- _Entries shown_:
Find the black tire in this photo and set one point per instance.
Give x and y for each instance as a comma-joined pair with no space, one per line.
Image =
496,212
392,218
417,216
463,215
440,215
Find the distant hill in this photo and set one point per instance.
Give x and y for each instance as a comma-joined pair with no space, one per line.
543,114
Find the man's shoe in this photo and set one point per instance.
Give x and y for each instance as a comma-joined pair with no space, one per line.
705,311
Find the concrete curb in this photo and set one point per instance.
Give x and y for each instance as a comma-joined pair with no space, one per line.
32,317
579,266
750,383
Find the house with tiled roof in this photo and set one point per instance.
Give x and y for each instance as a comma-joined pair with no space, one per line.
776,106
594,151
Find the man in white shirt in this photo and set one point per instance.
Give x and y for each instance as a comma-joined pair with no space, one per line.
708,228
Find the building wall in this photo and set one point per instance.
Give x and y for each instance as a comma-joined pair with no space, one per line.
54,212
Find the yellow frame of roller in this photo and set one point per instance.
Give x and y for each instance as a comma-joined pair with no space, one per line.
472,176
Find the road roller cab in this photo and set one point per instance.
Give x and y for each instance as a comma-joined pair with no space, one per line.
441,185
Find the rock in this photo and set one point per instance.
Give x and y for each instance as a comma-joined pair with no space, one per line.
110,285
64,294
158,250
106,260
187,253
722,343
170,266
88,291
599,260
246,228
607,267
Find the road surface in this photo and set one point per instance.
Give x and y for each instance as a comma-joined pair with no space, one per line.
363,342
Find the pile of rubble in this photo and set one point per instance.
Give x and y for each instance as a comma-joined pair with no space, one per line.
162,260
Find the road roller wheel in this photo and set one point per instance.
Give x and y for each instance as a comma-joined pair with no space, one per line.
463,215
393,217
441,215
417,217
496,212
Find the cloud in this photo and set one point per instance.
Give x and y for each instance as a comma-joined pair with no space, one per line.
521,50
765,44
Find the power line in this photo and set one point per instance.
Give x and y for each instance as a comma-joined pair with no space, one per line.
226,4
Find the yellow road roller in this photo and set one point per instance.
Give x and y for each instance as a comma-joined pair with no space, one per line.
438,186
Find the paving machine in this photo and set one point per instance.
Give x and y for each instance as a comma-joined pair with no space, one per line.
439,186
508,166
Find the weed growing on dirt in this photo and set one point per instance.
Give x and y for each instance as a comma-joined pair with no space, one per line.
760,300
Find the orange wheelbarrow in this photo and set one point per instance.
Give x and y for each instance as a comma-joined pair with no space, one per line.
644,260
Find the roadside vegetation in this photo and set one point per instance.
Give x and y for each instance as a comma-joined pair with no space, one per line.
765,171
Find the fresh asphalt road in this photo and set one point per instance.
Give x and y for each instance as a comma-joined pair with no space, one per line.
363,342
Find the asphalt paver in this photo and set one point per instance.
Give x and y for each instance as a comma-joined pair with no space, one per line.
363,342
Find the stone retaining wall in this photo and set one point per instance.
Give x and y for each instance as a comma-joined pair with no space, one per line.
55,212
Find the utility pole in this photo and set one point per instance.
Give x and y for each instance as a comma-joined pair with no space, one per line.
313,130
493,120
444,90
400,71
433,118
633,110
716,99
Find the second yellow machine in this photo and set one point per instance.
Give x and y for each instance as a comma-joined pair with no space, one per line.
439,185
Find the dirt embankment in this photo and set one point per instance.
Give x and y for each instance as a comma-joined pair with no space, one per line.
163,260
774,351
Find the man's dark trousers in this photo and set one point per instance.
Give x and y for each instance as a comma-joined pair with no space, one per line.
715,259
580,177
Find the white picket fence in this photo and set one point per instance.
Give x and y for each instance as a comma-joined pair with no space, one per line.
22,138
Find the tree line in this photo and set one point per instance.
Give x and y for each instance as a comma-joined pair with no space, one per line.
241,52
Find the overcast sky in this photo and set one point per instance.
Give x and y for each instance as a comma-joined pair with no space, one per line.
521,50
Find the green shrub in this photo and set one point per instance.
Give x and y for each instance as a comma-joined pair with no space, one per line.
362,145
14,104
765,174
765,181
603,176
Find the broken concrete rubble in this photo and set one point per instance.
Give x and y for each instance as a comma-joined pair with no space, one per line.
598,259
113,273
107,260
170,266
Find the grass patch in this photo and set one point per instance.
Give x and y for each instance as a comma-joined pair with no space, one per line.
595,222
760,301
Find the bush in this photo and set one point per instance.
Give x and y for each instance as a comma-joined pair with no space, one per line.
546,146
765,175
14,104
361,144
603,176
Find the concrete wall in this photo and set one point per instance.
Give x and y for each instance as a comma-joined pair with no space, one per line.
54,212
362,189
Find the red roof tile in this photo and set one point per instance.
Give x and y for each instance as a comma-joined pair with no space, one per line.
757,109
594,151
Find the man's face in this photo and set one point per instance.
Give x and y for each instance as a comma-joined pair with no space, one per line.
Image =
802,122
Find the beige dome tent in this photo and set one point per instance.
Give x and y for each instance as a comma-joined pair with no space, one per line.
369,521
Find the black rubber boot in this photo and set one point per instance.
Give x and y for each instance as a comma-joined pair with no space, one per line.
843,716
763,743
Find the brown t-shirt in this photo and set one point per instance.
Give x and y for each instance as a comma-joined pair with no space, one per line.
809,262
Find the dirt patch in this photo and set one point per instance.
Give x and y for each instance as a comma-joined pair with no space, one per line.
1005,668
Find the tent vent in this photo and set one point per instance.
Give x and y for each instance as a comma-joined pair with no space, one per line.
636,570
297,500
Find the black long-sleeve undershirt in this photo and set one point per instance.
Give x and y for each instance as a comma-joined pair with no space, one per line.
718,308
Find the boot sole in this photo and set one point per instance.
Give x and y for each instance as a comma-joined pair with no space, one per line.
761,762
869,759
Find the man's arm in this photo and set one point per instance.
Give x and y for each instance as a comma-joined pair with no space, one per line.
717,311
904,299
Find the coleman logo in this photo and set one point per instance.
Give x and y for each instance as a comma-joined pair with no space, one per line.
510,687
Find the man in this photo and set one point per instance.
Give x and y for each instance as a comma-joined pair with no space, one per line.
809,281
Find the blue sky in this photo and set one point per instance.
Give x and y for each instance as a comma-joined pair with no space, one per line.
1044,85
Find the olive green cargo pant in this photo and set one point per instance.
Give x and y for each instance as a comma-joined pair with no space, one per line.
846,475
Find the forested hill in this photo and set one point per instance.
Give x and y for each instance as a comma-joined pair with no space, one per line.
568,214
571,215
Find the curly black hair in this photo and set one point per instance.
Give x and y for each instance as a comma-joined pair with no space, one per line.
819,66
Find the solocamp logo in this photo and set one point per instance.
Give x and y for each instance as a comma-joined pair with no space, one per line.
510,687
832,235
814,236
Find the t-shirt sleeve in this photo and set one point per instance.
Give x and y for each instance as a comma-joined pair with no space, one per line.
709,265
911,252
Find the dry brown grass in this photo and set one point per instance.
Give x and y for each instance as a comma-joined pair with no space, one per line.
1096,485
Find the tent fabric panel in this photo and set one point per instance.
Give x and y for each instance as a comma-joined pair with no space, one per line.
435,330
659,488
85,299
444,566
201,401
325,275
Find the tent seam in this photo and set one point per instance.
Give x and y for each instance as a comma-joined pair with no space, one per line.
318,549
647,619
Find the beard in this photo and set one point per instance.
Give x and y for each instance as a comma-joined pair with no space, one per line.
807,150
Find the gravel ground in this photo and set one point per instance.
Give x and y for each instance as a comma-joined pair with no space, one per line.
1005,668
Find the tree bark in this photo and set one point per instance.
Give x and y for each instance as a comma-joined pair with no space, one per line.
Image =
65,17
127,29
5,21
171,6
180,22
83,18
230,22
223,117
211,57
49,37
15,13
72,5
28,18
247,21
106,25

- _Task to carry out_:
The listing above should be returned in full, exactly as shown.

- _Task answer_:
Find the black tire in this photo and set one point per instance.
Give x and y for each instance as a comma-joined pair with no space, one per line.
Image =
496,212
392,218
417,216
463,215
440,215
Find the distant hill in this photo and set one point per instance.
Give x and y for each instance as a comma-joined pair with no space, one per line.
543,114
Find the man's shoe in this photo and set one point per instance.
Give x and y for each instance as a comma-joined pair with no space, one per line.
705,311
Find the concrete curb in this photo and set one point per instance.
Give x and y for each instance as a comma-joined pair with no space, one per line.
32,317
579,266
750,383
Find the house with tiled roof in this photo and set one point per instance.
Give x and y for each instance as a comma-joined pair with no space, one per line.
776,106
594,151
Find the man in white shirt in this photo and set one point per instance.
Give x and y for each instance as a comma-joined pair with no space, one per line.
708,228
Find the building wall in this photo and set one point per instance.
Give x and y for each instance as a comma-joined pair with no space, one per line.
54,212
Find the yellow frame of roller in this photo and set one point per instance.
Give x and y for each instance as a comma-joined pair with no space, one per line.
472,176
Find the road roller cab in this photo and set one point per instance.
Give x and y for each instance as a comma-joined pair with no space, one per line.
441,185
Find the rock in this photo and set one point per instance.
Give x and y for each instance as a comma-joined pair with no space, one per line.
110,285
64,294
158,250
106,260
187,253
722,343
170,266
88,291
599,260
246,228
607,267
Find the road surface in this photo and set one point per instance.
Give x and y for each instance as a comma-joined pair with no space, one per line.
363,342
Find the pile of rubble in this photo and set one point per instance.
Give x and y for each instance as a comma-joined pair with no space, one per line.
162,260
Find the road roller wheel in this photo and set one point per instance.
Give x and y for each instance as a comma-joined pair with no space, one per line.
463,215
393,217
441,215
417,217
496,212
Find the cloud in this photo and set one point per instance.
Give x and y for each instance as a comma-joined pair with no space, one per line.
521,50
765,44
Find the power line in this photo and set one point per instance.
Give x and y for each instance as a comma-joined pair with no space, one per line.
226,4
Find the yellow road roller in this photo and set one point per instance.
Give x and y for each instance as a comma-joined pair with no space, one per line.
438,186
Find the paving machine in this photo and set one point per instance.
Give x and y for each instance as a comma-joined pair with no space, one per line.
439,186
508,166
Find the weed growing on dirt in this photo and set one point per instance.
Give x and y for each instance as a comma-joined pair with no space, one per line.
760,300
Find the orange wheelbarrow in this photo and set one point per instance.
Give x and y for each instance as a comma-joined pair with no space, one per line.
644,260
Find the roadside vegetation in this photo and set one point per instance.
Give x and y for each instance as a comma-joined pair with no space, one per line.
765,171
Find the fresh asphalt road in this photo and set one point per instance.
Give x and y for each instance as a comma-joined pair with no space, one per line.
363,342
Find the asphalt paver in this photo and set one point per instance.
Give x and y for each instance as a comma-joined pair with no space, one per line.
363,342
Find the stone retaining wall in this photo and set one point per instance.
Give x and y for each instance as a comma-joined pair with no space, one per line.
55,212
Find the utility pole in this photo and set one point per instance.
Give x and y for each instance as a comma-joined pair with no space, one per line.
313,130
493,120
444,90
400,71
433,118
633,110
716,99
Find the second yellow machine in this photo and set one point per instance.
Give x and y for each instance as a comma-joined pair with no space, one per line.
439,185
Find the dirt embankment in this photo and set one point per instance.
Give x and y for each instance as a comma-joined pair with no space, one per line.
163,260
774,351
Find the man's dark trousers in this photo and set one point per instance.
Give x and y for each instance as a comma-joined pair with no space, one per line.
715,259
580,177
Find the white picket fence in this photo and set one point per instance.
Give x and y for each instance as a comma-joined pair with no space, one per line.
22,138
Find the tree line in this photo and set one point per instance.
Give x and y for each instance as a comma-joined pair with no space, one per line.
241,52
Find the overcast sky in this photo and set one point per instance.
Give x and y for each instance as a comma-joined pair with no space, one per line.
521,50
Find the green shrub in this photo and set one point per instance.
Give x and y for each instance as a comma-joined pair with no space, one per line.
362,145
14,104
765,174
765,181
603,176
Find the broken concrete rubble in this photo and set one point per instance.
Give x and y for each instance as a comma-joined pair with no space, one per line.
598,259
113,273
107,260
170,266
Find the grass patch in this photo and set one point per instance.
Give x and y for each instance as a comma-joined pair with no space, one per line.
595,222
760,301
Find the bush in this photo and set one point per instance.
Give x and y for each instance as a comma-joined pair with no space, one per line.
546,146
765,175
14,104
361,144
603,176
Find the concrete wall in this photo and set one point per instance.
Give x and y for each instance as a comma-joined pair with no space, one per line.
54,212
362,189
Find the red roof tile in this photo and set one point per instance.
Give x and y for each instance as a comma-joined pair with no space, one per line.
757,109
594,151
Find the man's face in this photo and set one point per instance.
Give x and y for each instance as a comma-joined pair with no space, one per line.
Image =
802,122
Find the beige dome tent in this photo and set one point per instance.
Give x and y for each instance as a comma-joined pair with no space, one per line.
369,521
Find the black rubber boot in this photo and set one point per instance.
Give x and y for each instance as a comma-joined pair with no space, one per line.
843,716
763,743
Find the brown t-shirt in this photo and set one point per instance.
Give x and y for each instance as a comma-joined pair with no space, one per line.
809,262
Find the dirt patch in this photo and set one point per instance.
Give x and y for each instance as a comma-joined pair with no space, one per line.
1005,668
Find the tent vent in this photo and set one point per instance.
Give x and y for each instance as a comma-joined pair with no space, one per line.
636,570
297,500
Find the black long-sleeve undershirt in this photo and set one point per instance.
Give x and y for each instance as a comma-joined pair with no space, one per line.
718,308
Find the boot sole in this photo and set one point per instance.
Give x and y for each instance as a comma-joined pair with no space, one per line.
761,762
869,759
Find the man's arm in this photo and set one point per instance.
Give x and y for each instance as a comma-joined pair with no space, one per line.
717,311
904,299
Find the coleman logo in this photo and set one point per instance.
Give x and y for each instance as a comma-joined pair with no space, one per line.
510,687
Find the man in this photo and set one point per instance.
Give x and y for each instance as a comma-joined pair with no space, one per line.
809,281
Find the blue sky in this photo and set one point per instance.
Give x and y for each instance as a comma-joined pair with no space, one per line.
1044,85
Find the olive green cargo pant in this photo and set one point per instance.
Give x and y for each instance as a comma-joined pair with no space, one per line.
846,475
Find the forested hill in this photo and set one point per instance.
Give x and y for each instance as a comma-joined pair with no space, one per line.
568,214
571,215
Find the curly black hair in this photo and set one point per instance.
Give x and y for each instance as a comma-joined pair with no space, one per line.
819,66
Find the solocamp logo in this photo and set one point per instance.
Give x and y for each instance as a comma-joined pair with no space, one per line.
510,687
832,235
814,236
Find the t-shirt sleeve in this photo and set one point per instance.
Give x and y for each instance as a comma-joined pair with no space, one per line.
709,265
911,252
Find the dry brown grass in this photo and set one point per instance.
Give x and y for each instance as a comma-joined pair with no space, one per line.
1096,485
Find the tent fabric panel in this photo and set one point per instance.
Give x and y for each instance as a comma-joined pair with no space, one per line.
435,330
659,488
85,299
444,566
201,401
325,275
Find the tent seam in this photo and set one point per instance.
Give x and y for each instance as a comma-joined pair with no space, one per line.
318,549
647,619
Find the beard in this photo and set one point per instance.
Give x and y for each instance as a comma-joined pair with no space, one per line.
807,150
Find the gravel ground in this photo and set one point per instance.
Give x and y for each instance as a comma-joined pair with no space, one per line.
1005,668
Find the tree bark in this photo and set one point per instance.
Give x and y for each instance as a comma-joined pair with no space, one per line.
Image =
65,17
127,29
5,21
171,6
180,22
83,18
230,22
223,117
211,57
49,37
15,13
72,5
28,18
247,21
106,25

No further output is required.